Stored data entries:
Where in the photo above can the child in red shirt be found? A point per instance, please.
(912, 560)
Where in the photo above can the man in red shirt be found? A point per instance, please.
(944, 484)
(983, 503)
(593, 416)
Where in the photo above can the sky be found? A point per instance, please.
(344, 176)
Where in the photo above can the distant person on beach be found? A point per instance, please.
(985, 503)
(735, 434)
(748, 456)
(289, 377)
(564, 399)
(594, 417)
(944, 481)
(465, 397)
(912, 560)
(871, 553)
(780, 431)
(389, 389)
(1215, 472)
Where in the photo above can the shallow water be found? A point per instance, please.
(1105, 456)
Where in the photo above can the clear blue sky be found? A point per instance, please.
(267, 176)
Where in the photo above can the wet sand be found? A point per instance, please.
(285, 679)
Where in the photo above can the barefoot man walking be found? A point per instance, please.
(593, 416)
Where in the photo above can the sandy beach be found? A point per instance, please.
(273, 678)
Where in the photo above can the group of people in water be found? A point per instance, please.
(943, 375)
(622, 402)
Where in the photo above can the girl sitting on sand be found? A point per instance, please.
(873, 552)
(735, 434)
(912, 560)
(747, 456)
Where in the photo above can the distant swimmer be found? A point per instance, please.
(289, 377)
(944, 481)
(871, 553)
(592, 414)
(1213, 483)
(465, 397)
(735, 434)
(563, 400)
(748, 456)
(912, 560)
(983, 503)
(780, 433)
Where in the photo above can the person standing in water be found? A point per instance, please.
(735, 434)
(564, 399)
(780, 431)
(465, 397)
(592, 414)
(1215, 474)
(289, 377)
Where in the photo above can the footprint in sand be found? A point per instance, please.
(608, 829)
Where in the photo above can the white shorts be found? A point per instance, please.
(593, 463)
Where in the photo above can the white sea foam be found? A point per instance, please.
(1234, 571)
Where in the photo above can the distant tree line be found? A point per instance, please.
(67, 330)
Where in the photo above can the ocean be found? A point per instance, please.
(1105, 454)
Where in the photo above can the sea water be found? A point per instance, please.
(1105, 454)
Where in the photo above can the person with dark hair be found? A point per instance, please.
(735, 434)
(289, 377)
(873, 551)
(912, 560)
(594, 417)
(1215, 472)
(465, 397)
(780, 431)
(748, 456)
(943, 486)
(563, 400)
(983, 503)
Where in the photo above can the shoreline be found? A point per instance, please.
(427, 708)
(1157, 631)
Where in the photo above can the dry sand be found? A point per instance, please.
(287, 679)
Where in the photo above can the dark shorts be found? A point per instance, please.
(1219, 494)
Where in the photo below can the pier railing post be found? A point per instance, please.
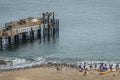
(39, 32)
(32, 34)
(9, 41)
(43, 24)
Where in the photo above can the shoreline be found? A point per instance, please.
(50, 72)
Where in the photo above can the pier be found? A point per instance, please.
(20, 31)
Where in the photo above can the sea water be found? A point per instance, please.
(89, 31)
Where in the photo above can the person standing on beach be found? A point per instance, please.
(84, 65)
(117, 67)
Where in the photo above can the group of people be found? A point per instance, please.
(101, 66)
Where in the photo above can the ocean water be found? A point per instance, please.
(89, 31)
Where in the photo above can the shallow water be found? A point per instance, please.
(89, 31)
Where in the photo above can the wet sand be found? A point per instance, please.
(51, 73)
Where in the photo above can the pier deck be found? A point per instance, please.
(47, 24)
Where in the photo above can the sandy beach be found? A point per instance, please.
(51, 73)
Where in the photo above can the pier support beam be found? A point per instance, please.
(24, 37)
(17, 36)
(31, 34)
(9, 41)
(15, 39)
(43, 24)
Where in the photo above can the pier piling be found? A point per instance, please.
(14, 31)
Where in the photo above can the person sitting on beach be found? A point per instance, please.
(117, 67)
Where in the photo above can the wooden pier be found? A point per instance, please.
(19, 30)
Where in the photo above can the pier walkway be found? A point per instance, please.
(47, 25)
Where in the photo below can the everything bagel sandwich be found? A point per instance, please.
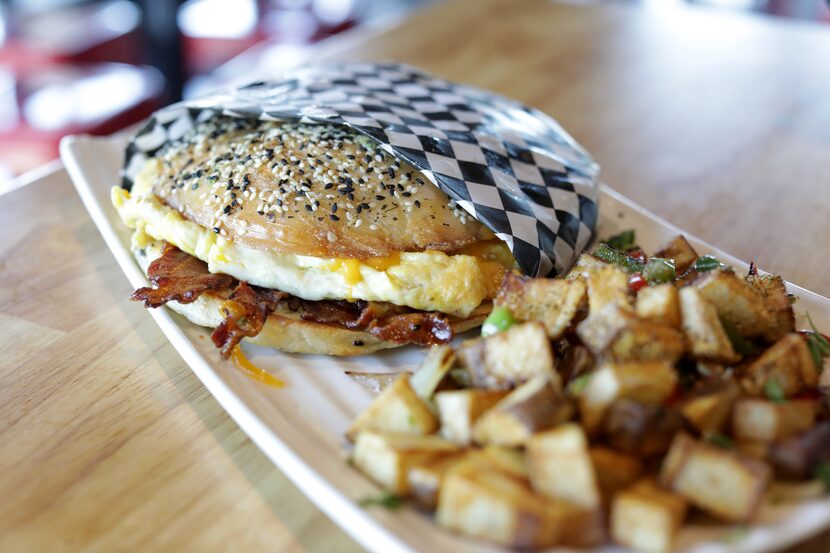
(306, 238)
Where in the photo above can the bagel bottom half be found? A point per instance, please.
(285, 330)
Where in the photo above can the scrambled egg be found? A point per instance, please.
(431, 280)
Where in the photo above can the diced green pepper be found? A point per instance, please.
(610, 255)
(622, 241)
(659, 270)
(707, 263)
(500, 318)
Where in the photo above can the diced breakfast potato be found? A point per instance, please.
(761, 420)
(614, 470)
(608, 285)
(553, 302)
(532, 407)
(424, 476)
(708, 409)
(659, 304)
(482, 502)
(647, 382)
(788, 363)
(458, 410)
(735, 301)
(646, 517)
(619, 335)
(561, 468)
(396, 409)
(501, 361)
(704, 331)
(586, 264)
(680, 251)
(777, 302)
(435, 366)
(641, 430)
(722, 483)
(387, 457)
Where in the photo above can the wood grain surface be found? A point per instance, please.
(718, 123)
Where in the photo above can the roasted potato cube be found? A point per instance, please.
(501, 361)
(788, 362)
(613, 470)
(458, 410)
(560, 466)
(722, 483)
(396, 409)
(646, 517)
(374, 382)
(647, 382)
(703, 329)
(760, 420)
(425, 474)
(481, 502)
(621, 336)
(681, 251)
(660, 304)
(708, 409)
(777, 302)
(530, 408)
(553, 302)
(640, 430)
(387, 457)
(586, 264)
(435, 366)
(735, 301)
(607, 285)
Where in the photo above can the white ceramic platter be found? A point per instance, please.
(300, 427)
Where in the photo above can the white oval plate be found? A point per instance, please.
(300, 427)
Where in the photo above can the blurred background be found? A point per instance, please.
(97, 66)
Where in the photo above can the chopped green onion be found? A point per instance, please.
(386, 499)
(720, 440)
(623, 241)
(822, 472)
(741, 345)
(707, 263)
(659, 270)
(610, 255)
(578, 384)
(773, 391)
(818, 345)
(500, 318)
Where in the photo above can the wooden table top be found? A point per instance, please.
(718, 123)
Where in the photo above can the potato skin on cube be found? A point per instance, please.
(458, 410)
(679, 249)
(703, 329)
(553, 302)
(503, 360)
(788, 362)
(760, 420)
(735, 301)
(619, 335)
(397, 409)
(646, 517)
(777, 302)
(532, 407)
(723, 483)
(387, 457)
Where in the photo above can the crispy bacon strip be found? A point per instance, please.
(248, 310)
(178, 276)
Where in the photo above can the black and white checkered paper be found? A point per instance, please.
(511, 167)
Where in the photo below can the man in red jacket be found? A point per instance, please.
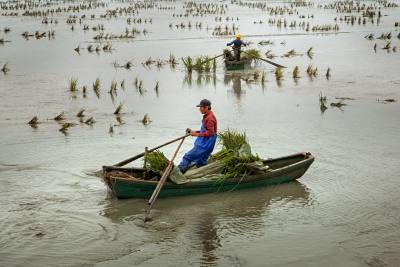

_Exercise directions:_
Pictures should be skipped, and the records retyped word for word.

_Answer to this exercise:_
Where in the photo above can the child in red shirt be found? A point per instance, please.
(912, 560)
Where in the photo above can the man in red shirt be found? A point per instance, please.
(944, 484)
(983, 503)
(593, 416)
Where in the photo above can the sky be found? A point per instance, please.
(344, 176)
Where in the photo above can the distant person on beach be found? A point per instance, please.
(985, 503)
(735, 434)
(748, 456)
(289, 377)
(564, 399)
(594, 417)
(944, 481)
(465, 397)
(912, 560)
(871, 553)
(780, 431)
(389, 389)
(1215, 472)
Where in the photo above can the shallow water be found? A point per instance, please.
(1105, 456)
Where in the photo above can the clear blue sky be found? A point per instance, please.
(267, 176)
Where in the photo above can the wet sand be found? A point per instance, please.
(285, 679)
Where in the photo above can the barefoot man walking be found? A point per instance, please.
(593, 416)
Where in the photo above can the sandy beach be found? A point per instance, please.
(273, 678)
Where in the photo above can the group of people in water be found? A point per instance, please.
(943, 375)
(622, 402)
Where in the photo above can the girl sitting on sand be found? A point per instance, please.
(873, 552)
(735, 434)
(912, 560)
(747, 456)
Where in the photo above can the distant swimmer be found? A point per instance, please.
(289, 377)
(944, 481)
(871, 553)
(592, 414)
(1213, 483)
(465, 397)
(735, 434)
(563, 400)
(748, 456)
(912, 560)
(983, 503)
(780, 433)
Where in the photo above can the person standing in water be found? A point per instance, please.
(735, 434)
(564, 399)
(780, 431)
(465, 397)
(592, 414)
(1215, 474)
(289, 377)
Where in the photo above can the footprint in sand be found? A point per instance, please.
(608, 829)
Where in the photo above can the white shorts be found? A point per instance, please.
(593, 463)
Where in the photo above can the white sea foam be found? A point per instance, please.
(1234, 571)
Where in the photo above can the distant tree line be found? A point per instance, please.
(67, 330)
Where in the photo above can the ocean be found? A point per instance, please.
(1105, 454)
Where in the photo above can the sea water be found? A point per instance, please.
(1105, 454)
Where in the photo above can the person with dark hair be found? A point per instance, please.
(735, 434)
(289, 377)
(873, 551)
(912, 560)
(594, 417)
(1215, 472)
(465, 397)
(780, 431)
(748, 456)
(943, 486)
(563, 400)
(983, 503)
Where in the photo above can the shoreline be found? A point per instance, please.
(427, 708)
(1157, 631)
Where in the photo above can the dry sand be found? A point per instance, please.
(287, 679)
Where in the photo above can the dark shorts be found? A point per instance, please.
(1219, 494)
Where in the photo below can the pier railing post be found? A point per instance, please.
(39, 32)
(32, 34)
(9, 41)
(43, 24)
Where in the photo above can the shoreline be found? A point per instance, please.
(50, 72)
Where in the photo above can the pier be found? A point per instance, please.
(20, 31)
Where in the photo above can the sea water be found? A point per instance, please.
(89, 31)
Where in the photo above can the person standing on beach be found? A point per instance, please.
(84, 65)
(117, 67)
Where in the photo above can the group of people be found? A point per instance, please.
(101, 66)
Where in the photo above can the ocean water be found? A point per instance, please.
(89, 31)
Where in the photo above can the shallow water be found? A point per instance, please.
(89, 31)
Where in the photo above can the wet sand be found? A point per instance, please.
(51, 73)
Where in the photo above can the pier deck be found? A point per instance, please.
(47, 24)
Where in the photo above can the sandy beach be found? A point per instance, please.
(51, 73)
Where in the photo above can the pier support beam be found? A point per instance, please.
(24, 37)
(17, 36)
(31, 34)
(9, 41)
(15, 39)
(43, 24)
Where in the photo above can the pier piling be found? A point per instance, please.
(14, 31)
Where in the photo above can the person sitting on beach be found? A point per instance, please.
(117, 67)
Where in the photo above can the wooden pier be found? A point per instance, please.
(19, 30)
Where in the photo above can the pier walkway be found? A point per instance, please.
(47, 25)
Where in the photo below can the everything bagel sandwich be found? A point per instance, please.
(306, 238)
Where in the photo above can the bagel bottom half be found? A point per instance, please.
(285, 330)
Where in the photo above can the scrambled egg be found? A point per instance, please.
(431, 280)
Where in the photo above can the diced green pepper be found? A point per instance, please.
(610, 255)
(622, 241)
(659, 270)
(707, 263)
(500, 318)
Where in the photo above can the diced breakfast potato be found? A point per instance, please.
(761, 420)
(614, 470)
(608, 285)
(553, 302)
(532, 407)
(424, 476)
(708, 409)
(659, 304)
(482, 502)
(647, 382)
(788, 363)
(458, 410)
(735, 301)
(646, 517)
(619, 335)
(561, 468)
(396, 409)
(501, 361)
(704, 331)
(586, 264)
(680, 251)
(777, 302)
(435, 366)
(641, 430)
(722, 483)
(387, 457)
Where in the photo above can the wood grain surface be found? A point per instance, please.
(718, 123)
Where in the photo above can the roasted potato cube be found? A point per instance, please.
(501, 361)
(788, 362)
(613, 470)
(458, 410)
(560, 466)
(722, 483)
(396, 409)
(646, 517)
(374, 382)
(647, 382)
(703, 329)
(760, 420)
(425, 474)
(481, 502)
(621, 336)
(681, 251)
(660, 304)
(708, 409)
(777, 302)
(530, 408)
(553, 302)
(640, 430)
(387, 457)
(586, 264)
(435, 366)
(735, 301)
(607, 285)
Where in the photo above can the white ceramic platter be found? A point per instance, please.
(300, 427)
Where in the photo above can the white oval plate be found? A point per instance, please.
(300, 427)
Where in the photo above can the blurred background be found? A point per instance, please.
(97, 66)
Where in the photo above can the chopped green onion be found? A point per instance, please.
(386, 499)
(720, 440)
(623, 241)
(822, 472)
(741, 345)
(707, 263)
(659, 270)
(610, 255)
(578, 384)
(773, 391)
(818, 345)
(500, 318)
Where in the photo above can the wooden table top be found? A point per instance, please.
(718, 123)
Where in the photo above can the potato skin on cube be found? A point per instance, please.
(458, 410)
(679, 249)
(703, 329)
(553, 302)
(503, 360)
(788, 362)
(760, 420)
(735, 301)
(619, 335)
(397, 409)
(646, 517)
(777, 302)
(532, 407)
(723, 483)
(387, 457)
Where in the photo above can the crispy bacon strip be found? A point per instance, please.
(248, 310)
(178, 276)
Where in the photo above can the black and white checkered paper be found? A point per instance, please.
(511, 167)
Where in the photo below can the man in red jacket be found? A point per instance, please.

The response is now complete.